→ WRITTEN INSTRUCTION A: Return these lines from the listing below word for word, starting with the line that contains "Every instance of the puppy gets" and going on through the line that contains "[[31, 113], [328, 47], [1121, 73], [160, 105]]".

→ SELECTED PASSAGE:
——————
I have seen a few posts where people have said they use Audessey for watching movies and think it greatly improves the sound but use pure direct for listening to music and think that also improves the sound.
Anyone in this thread do that?


----------



## gazoink (Apr 17, 2013)

chashint said:


> AudiocRaver also made a comment that I think is spot in regards to preserving a speaker's characteristic sound.
> 
> Some of us put a lot of effort into selecting our speakers and in my case the way they sound was the primary reason they made it to the final three contenders and then they were chosen to come live here because of a 50% price reduction during my shopping period.
> 
> ...


There are several comments *here* that address the Audyssey target curves, and why they may be more appropriate for certain applications. I have not found that Audyssey changes any characteristic sound negatively. What I have noticed is, if speakers are very neutral and un-colored to begin with, Audyssey doesn't seem to do as much, sometimes barely perceptible in a good room. If speakers have a particular spin on reality, like a glossy or elevated high end (air, sparkle, glitter, take your pick of analogous terms), Audyssey will put them back on track to be neutral and natural. Audyssey chose their target curves based on tons of research into the question of what is preferred, and in the case of movie sound, matching the creative environment.
——————
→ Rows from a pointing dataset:
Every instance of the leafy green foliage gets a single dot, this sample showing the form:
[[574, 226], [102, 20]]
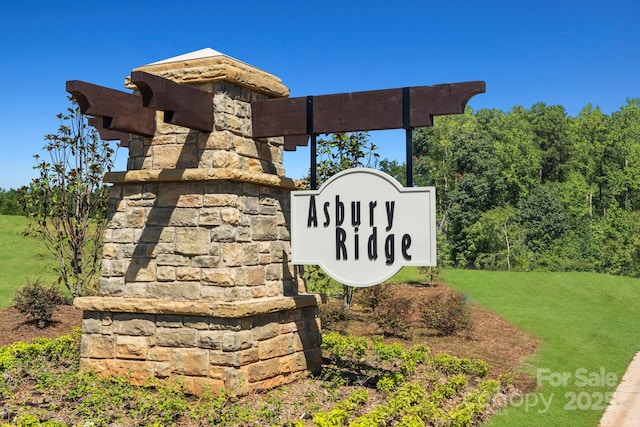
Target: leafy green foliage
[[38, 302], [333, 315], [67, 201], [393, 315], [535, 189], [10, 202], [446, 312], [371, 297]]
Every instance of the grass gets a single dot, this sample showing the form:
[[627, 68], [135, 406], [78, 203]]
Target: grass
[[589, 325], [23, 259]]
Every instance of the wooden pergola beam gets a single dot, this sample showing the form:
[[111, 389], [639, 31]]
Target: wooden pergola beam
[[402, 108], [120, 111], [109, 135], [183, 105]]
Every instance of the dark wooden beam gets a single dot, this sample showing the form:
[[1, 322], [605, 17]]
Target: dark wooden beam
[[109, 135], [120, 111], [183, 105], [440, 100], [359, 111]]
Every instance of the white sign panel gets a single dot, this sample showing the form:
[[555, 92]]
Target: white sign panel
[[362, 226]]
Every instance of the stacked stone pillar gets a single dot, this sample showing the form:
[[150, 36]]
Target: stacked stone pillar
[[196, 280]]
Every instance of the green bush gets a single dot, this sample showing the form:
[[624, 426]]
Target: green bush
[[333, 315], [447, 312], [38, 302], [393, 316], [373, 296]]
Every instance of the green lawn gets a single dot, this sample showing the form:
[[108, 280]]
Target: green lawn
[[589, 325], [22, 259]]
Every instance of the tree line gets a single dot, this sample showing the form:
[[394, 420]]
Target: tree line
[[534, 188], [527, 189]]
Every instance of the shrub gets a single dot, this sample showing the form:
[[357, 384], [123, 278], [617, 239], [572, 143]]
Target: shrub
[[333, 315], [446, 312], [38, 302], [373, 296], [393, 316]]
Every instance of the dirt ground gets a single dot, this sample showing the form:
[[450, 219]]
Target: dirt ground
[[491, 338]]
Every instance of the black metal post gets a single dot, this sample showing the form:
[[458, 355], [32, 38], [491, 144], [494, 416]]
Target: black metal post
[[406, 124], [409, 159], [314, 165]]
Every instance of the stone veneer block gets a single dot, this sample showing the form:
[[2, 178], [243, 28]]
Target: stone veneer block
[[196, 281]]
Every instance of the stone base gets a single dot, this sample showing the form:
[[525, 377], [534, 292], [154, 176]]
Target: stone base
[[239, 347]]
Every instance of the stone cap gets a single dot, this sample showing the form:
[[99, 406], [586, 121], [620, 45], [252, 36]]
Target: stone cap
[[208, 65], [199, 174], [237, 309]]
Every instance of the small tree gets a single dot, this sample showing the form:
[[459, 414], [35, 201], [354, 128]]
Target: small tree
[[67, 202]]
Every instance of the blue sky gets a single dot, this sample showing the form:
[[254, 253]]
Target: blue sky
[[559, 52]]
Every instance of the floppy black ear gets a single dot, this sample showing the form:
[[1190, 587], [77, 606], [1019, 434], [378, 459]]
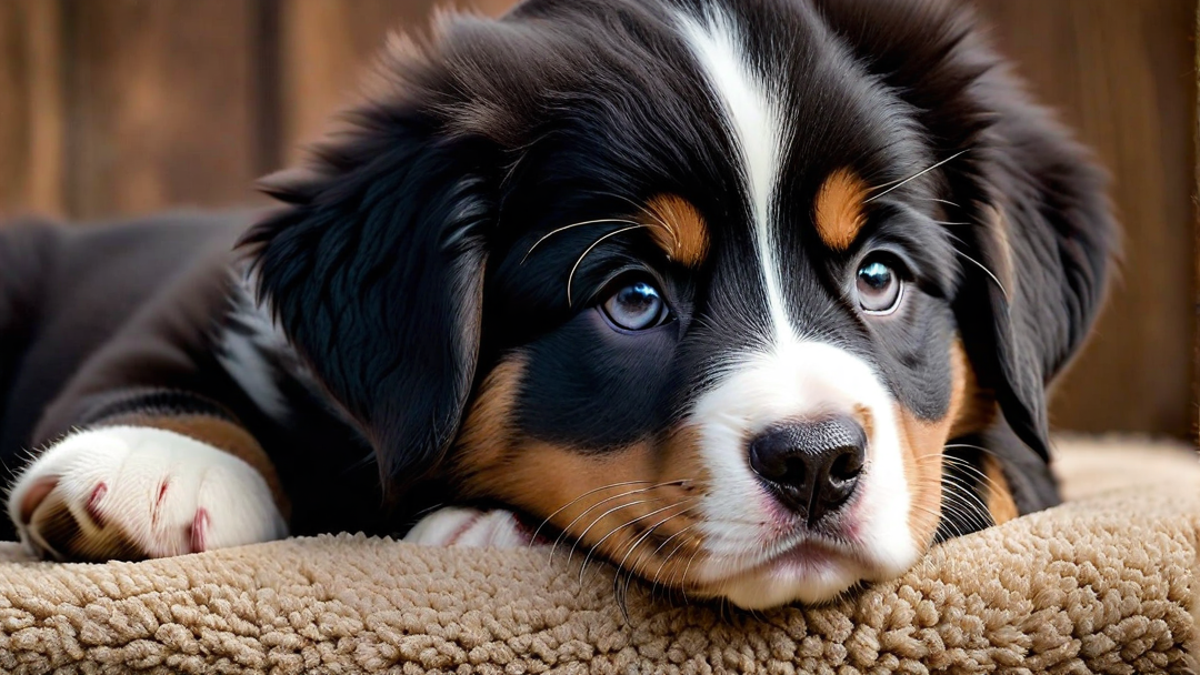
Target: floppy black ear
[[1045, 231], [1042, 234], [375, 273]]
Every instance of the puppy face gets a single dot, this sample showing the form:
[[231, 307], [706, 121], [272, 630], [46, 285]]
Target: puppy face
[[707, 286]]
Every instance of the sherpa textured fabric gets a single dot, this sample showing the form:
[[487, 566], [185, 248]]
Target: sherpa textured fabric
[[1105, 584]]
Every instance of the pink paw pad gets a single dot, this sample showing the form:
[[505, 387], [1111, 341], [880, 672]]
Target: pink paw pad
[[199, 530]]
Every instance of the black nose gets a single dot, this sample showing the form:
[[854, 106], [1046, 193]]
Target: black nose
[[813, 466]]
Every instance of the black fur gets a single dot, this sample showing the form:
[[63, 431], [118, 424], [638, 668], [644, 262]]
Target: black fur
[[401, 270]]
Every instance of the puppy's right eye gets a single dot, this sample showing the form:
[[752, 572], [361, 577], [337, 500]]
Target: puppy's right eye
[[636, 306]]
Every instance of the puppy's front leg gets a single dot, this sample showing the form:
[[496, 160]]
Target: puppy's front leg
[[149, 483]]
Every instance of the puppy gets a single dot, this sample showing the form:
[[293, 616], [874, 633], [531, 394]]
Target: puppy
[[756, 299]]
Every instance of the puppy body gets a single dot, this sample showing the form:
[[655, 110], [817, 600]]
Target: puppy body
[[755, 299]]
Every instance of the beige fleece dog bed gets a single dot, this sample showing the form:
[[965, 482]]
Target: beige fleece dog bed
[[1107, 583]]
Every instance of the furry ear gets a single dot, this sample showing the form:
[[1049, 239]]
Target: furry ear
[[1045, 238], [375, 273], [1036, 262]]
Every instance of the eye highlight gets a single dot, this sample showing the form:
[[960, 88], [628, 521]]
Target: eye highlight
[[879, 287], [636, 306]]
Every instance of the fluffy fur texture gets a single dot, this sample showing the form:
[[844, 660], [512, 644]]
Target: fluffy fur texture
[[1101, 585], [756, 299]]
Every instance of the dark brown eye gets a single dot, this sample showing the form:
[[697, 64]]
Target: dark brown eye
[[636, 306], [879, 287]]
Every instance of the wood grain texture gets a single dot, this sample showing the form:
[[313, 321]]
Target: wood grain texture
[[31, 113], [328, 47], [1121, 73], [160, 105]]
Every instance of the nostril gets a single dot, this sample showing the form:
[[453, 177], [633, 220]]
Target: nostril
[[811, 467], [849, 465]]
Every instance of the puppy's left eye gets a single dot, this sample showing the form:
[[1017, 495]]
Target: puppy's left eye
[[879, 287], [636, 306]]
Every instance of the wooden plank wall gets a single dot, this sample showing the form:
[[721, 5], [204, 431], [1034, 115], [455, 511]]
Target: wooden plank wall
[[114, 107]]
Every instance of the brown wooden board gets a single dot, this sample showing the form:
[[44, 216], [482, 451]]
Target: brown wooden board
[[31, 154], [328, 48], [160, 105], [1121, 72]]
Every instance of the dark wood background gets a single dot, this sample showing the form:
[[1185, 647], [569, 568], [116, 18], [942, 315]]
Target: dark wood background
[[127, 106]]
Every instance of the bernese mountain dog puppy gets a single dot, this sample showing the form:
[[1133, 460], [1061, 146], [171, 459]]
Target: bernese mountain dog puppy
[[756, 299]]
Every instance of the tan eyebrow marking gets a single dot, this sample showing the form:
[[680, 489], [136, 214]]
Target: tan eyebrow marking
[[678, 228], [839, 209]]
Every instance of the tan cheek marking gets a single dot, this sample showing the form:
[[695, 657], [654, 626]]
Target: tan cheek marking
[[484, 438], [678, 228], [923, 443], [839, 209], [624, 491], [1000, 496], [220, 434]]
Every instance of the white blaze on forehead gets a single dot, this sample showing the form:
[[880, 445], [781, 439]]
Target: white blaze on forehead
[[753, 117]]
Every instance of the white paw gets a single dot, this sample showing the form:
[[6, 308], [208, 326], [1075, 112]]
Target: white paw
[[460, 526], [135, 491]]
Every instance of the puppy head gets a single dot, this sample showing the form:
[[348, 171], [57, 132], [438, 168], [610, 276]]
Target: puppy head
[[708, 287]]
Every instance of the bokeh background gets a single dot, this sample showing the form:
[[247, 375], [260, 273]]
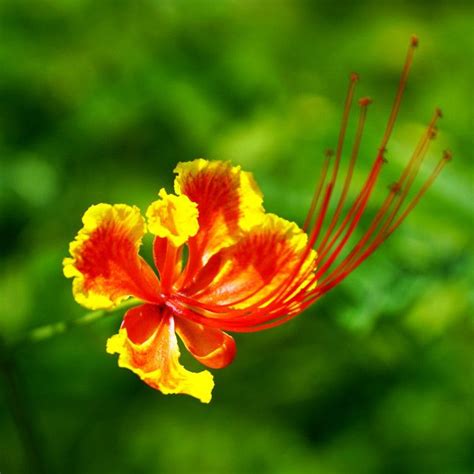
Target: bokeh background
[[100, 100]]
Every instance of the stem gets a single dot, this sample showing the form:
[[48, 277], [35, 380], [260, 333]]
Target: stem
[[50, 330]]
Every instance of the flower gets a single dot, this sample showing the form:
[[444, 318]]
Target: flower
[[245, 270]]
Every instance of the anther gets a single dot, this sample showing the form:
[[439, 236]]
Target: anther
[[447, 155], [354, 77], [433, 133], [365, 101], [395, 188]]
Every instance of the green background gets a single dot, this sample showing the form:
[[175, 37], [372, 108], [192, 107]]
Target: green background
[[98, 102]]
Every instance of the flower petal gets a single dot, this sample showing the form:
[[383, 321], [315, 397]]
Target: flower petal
——————
→ WRITTEN INSTRUCTION B: Write the next part of the forum thread above about Audyssey and pure direct sound settings, picking up right after its last sentence.

→ EXERCISE RESPONSE A:
Every instance of the puppy gets a single dot, this sample showing the form:
[[293, 616], [874, 633], [531, 394]]
Target: puppy
[[756, 299]]
Every instance of the puppy body gets a single dot, this sample showing the form:
[[655, 110], [817, 600]]
Target: puppy body
[[755, 299]]
Every instance of the beige fleece dog bed gets a single dot, this sample showing the form:
[[965, 482]]
Target: beige fleece dog bed
[[1107, 583]]
Every instance of the furry ear gets a single dot, this sample showing the form:
[[1049, 239]]
Target: furry ear
[[1045, 238], [375, 273], [1036, 262]]
Every instance of the eye highlight gets a single dot, this sample showing the form:
[[960, 88], [628, 521]]
Target: eye highlight
[[879, 287], [636, 306]]
Every instance of the fluffy fur texture gets a single dot, this sample showing the form:
[[844, 660], [512, 644]]
Target: fluffy fur texture
[[1101, 585], [756, 299]]
Every instance of the dark brown eye gets a single dot, this sample showing the form:
[[697, 64]]
Target: dark brown eye
[[636, 306], [879, 287]]
Every instance of the wood grain texture gets a single dot, this sample showing the form:
[[313, 321]]
Target: wood grain texture
[[31, 113], [328, 47], [1121, 73], [160, 105]]

→ EXERCISE RESPONSE B:
----------



## Fatcat (Aug 17, 2008)

Just stumbled across this thread and thought I might add this into the mix. I recently had a chance to audition an Anthem MRX 310 receiver in my home theater. Having only had experience with Audyssey systems in the past, I was very curious to see how Anthem's ARC system compared. I came away being very impressed. While a computer was required for the calibration proceedure, it wasn't an overly complicated affair. And it allowed me to see what ARC was measuring and exactly how it was correcting each speaker to the target curve. The calibrated system sounded really good to me. I hate to say it but I think I preferred it to what my Denon X-4000 does with MultiXT32. Although I like how the Denon handles my twin subs and calibrates them, the mains and the center sounded really clean and clear through the Anthem system. The sound also seemed to shift less tonally when I moved to different seats.


----------



## JBrax (Oct 13, 2011)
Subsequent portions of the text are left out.